# Description of the task:
Copy all of the records word for word.

# Task data:
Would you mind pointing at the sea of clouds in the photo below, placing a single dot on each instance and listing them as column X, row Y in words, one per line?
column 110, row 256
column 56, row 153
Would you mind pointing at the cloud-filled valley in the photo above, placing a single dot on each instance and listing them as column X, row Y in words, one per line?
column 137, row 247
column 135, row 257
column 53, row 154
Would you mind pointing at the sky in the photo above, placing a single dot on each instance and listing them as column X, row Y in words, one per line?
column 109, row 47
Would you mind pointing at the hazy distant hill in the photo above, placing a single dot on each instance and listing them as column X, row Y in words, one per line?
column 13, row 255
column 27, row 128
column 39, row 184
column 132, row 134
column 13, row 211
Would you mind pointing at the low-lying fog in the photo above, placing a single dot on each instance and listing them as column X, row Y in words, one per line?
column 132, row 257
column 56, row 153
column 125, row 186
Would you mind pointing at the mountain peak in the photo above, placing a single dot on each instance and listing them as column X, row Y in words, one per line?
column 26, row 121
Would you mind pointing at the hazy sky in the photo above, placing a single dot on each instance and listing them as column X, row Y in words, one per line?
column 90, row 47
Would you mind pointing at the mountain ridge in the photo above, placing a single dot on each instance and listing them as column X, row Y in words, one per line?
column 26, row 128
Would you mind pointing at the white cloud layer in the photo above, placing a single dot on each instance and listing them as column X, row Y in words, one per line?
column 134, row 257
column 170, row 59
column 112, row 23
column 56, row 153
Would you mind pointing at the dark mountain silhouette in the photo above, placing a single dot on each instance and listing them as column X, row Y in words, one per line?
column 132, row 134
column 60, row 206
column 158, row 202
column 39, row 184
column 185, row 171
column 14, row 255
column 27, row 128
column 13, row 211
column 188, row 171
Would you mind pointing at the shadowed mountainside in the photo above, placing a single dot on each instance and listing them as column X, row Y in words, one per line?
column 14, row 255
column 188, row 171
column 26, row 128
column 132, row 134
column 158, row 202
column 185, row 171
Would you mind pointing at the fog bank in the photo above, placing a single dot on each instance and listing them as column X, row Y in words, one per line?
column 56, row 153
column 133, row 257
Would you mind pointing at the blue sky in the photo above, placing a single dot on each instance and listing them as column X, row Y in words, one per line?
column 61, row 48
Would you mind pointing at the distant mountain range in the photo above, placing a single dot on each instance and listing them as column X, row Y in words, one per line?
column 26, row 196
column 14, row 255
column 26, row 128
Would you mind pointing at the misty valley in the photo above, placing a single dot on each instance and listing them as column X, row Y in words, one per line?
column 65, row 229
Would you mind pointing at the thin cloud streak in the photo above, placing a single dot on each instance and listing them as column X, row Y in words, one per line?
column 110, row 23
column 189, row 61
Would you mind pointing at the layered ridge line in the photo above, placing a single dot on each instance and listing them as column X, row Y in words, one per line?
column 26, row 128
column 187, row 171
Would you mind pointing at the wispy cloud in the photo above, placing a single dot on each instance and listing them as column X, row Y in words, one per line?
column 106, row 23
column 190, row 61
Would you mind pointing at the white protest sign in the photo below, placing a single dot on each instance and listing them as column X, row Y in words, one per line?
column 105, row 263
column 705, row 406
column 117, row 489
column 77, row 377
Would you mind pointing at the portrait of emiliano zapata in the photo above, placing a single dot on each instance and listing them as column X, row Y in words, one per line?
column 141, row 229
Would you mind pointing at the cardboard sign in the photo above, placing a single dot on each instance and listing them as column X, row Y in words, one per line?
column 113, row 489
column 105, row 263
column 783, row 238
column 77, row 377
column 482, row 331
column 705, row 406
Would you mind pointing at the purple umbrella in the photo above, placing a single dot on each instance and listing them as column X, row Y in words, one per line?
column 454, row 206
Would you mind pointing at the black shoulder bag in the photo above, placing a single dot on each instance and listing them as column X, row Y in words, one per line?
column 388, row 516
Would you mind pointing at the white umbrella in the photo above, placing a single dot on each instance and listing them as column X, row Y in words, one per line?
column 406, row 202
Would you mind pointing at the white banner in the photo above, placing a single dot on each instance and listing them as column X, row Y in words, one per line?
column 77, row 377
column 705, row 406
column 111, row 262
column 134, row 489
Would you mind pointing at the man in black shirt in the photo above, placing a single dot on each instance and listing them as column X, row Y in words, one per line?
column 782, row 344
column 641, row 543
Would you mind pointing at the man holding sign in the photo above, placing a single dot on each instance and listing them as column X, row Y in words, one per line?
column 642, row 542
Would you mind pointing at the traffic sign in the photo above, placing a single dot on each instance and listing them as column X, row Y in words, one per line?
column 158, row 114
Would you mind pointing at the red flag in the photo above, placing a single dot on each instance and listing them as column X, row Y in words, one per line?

# Task output:
Would you mind pointing at the sea of clouds in the photo below, placing a single dot on each instance and listing them as column X, row Y in words, one per line?
column 110, row 256
column 56, row 153
Would you mind pointing at the cloud-filled valley in the photo above, placing a single dot on each instance and listing them as column X, row Y in words, one per line?
column 137, row 247
column 135, row 257
column 53, row 154
Would you mind pointing at the sky in the photo above, placing a single dot on each instance and listing them as column X, row Y in words, one per line?
column 109, row 47
Would you mind pointing at the hazy distant hill in the photo above, placing a single dot on each instance and listing them as column X, row Y in words, one per line?
column 13, row 255
column 27, row 128
column 39, row 184
column 132, row 134
column 13, row 211
Would you mind pointing at the low-lying fog in the photo above, placing a single dot on each instance and listing them as column X, row Y in words, one per line?
column 132, row 257
column 56, row 153
column 125, row 186
Would you mind pointing at the mountain peak in the photo above, placing a single dot on each instance and listing them as column X, row Y in words, one per line?
column 26, row 121
Would you mind pointing at the hazy sky in the photo above, placing a single dot on each instance and listing them as column X, row Y in words, one per line?
column 90, row 47
Would you mind pointing at the mountain ridge in the photo above, placing a single dot on each instance and listing them as column X, row Y in words, one per line?
column 26, row 128
Would you mind pointing at the white cloud layer in the photo above, placing a single dot on each instance and listing them as column X, row Y in words, one per line?
column 134, row 257
column 170, row 59
column 112, row 23
column 56, row 153
Would you mind pointing at the dark mountain silhouette in the photo above, placing a single dot on each instance and listing them as column X, row Y in words, one per line?
column 132, row 134
column 60, row 206
column 158, row 202
column 39, row 184
column 185, row 171
column 14, row 255
column 27, row 128
column 13, row 211
column 188, row 171
Would you mind pointing at the shadowed mountainside in the photo above, placing a single dot on each instance and listing them as column X, row Y in words, one per line?
column 14, row 255
column 188, row 171
column 26, row 128
column 132, row 134
column 158, row 202
column 185, row 171
Would you mind pointing at the fog bank in the photo above, placing a single dot on each instance and listing them as column X, row Y in words, one per line?
column 56, row 153
column 133, row 257
Would you mind pointing at the blue sky in the photo above, placing a single dot on each instance and listing them as column X, row Y in words, one per line?
column 61, row 48
Would you mind pointing at the distant mountain range in the photo above, placing a single dot on each instance and listing them as column X, row Y in words, one per line?
column 26, row 196
column 14, row 255
column 26, row 128
Would you mind pointing at the misty valley in the photo above, placing a single dot on each instance and listing them as column X, row Y in words, one per line?
column 65, row 229
Would you mind pointing at the thin cloud streak in the photo above, placing a single dot on each instance and listing them as column X, row Y in words, one per line?
column 110, row 23
column 189, row 61
Would you mind pointing at the layered ridge line in the photo above, placing a single dot on each instance and listing them as column X, row Y in words, one per line?
column 26, row 128
column 187, row 171
Would you mind pointing at the wispy cloud in the photo above, placing a single dot on each instance and listing them as column X, row Y in words, one per line?
column 106, row 23
column 190, row 61
Would you mind pointing at the white protest sign in the photo below, placing a single dot on each instance and listing them as column X, row Y in words, one per line?
column 105, row 263
column 705, row 406
column 117, row 489
column 77, row 377
Would you mind pointing at the portrait of emiliano zapata in the photo above, placing a single dot on each instance and listing them as column X, row Y in words, one per line?
column 141, row 229
Would you mind pointing at the cardboard sign in the photo above, placing a single dot on each instance and listing them as column X, row Y in words, one per line?
column 113, row 489
column 105, row 263
column 783, row 238
column 77, row 377
column 482, row 331
column 705, row 406
Would you mind pointing at the purple umbrella in the photo above, placing a single dot on each instance and listing them as column X, row Y in words, one per line?
column 454, row 206
Would you mind pointing at the black shoulder bag in the photo above, placing a single dot on each instance and listing them as column X, row Y in words, one per line?
column 388, row 516
Would you mind pointing at the white umbrella in the photo above, placing a single dot on each instance and listing them as column X, row Y in words, one per line?
column 406, row 202
Would you mind pointing at the white banner in the photo above, placing a single dot on each instance and listing them as column X, row Y in words, one per line?
column 77, row 377
column 705, row 406
column 111, row 262
column 134, row 489
Would you mind pointing at the man in black shirt in the photo above, placing a single dot on each instance and listing them as column X, row Y in words, one per line?
column 782, row 344
column 641, row 543
Would you mind pointing at the man holding sign in the photo above, placing a single dot on each instance and listing them as column X, row Y in words, one per line?
column 642, row 542
Would you mind pointing at the traffic sign in the photo above, placing a single dot on each instance and listing them as column X, row Y in words, one per line?
column 158, row 114
Would you mind pointing at the red flag in the photo above, placing a single dot on each instance and listing them as column X, row Y in words, one per line?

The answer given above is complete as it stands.